▸ Written request A
From the introduction on DB2 high availability, pull out the passage from "Introduction" to "high availability solution." word for word.

▸ Source text
Introduction

IBM DB2 comes and integrates a multitude of high-availability solutions, that can employ and increase the availability of databases. There are software high availability solutions, such as SQL Replication, Q Replication, HADR, DB2 ACS, and IBM TSA, and hardware-based solutions, such as IBM PPRC, HACMP, FlashCopy, or hybrid such as the new clustering solution provided by DB2 pureScale technology, covered in Chapter 14, IBM pureScale Technology and DB2. Obviously, we can choose to implement one solution or use a virtually unlimited number of combinations to ensure that we are highly protected from any type of disaster. In the following recipes, we will cover how to set up and DB2 fault monitor as high availability solutions as a high availability solution.

▸ Written request B
Reproduce all the records that follow exactly as they appear, keeping every line.

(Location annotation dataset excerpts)

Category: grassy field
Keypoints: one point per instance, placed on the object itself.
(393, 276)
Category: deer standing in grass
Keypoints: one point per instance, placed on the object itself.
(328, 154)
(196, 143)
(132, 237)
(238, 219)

▸ Worked solution A
Introduction

IBM DB2 comes and integrates a multitude of high-availability solutions, that can employ and increase the availability of databases. There are software high availability solutions, such as SQL Replication, Q Replication, HADR, DB2 ACS, and IBM TSA, and hardware-based solutions, such as IBM PPRC, HACMP, FlashCopy, or hybrid such as the new clustering solution provided by DB2 pureScale technology, covered in Chapter 14, IBM pureScale Technology and DB2. Obviously, we can choose to implement one solution or use a virtually unlimited number of combinations to ensure that we are highly protected from any type of disaster. In the following recipes, we will cover how to set up and DB2 fault monitor as high availability solutions as a high availability solution.

▸ Worked solution B
Category: grassy field
Keypoints: one point per instance, placed on the object itself.
(393, 276)
Category: deer standing in grass
Keypoints: one point per instance, placed on the object itself.
(328, 154)
(196, 143)
(132, 237)
(238, 219)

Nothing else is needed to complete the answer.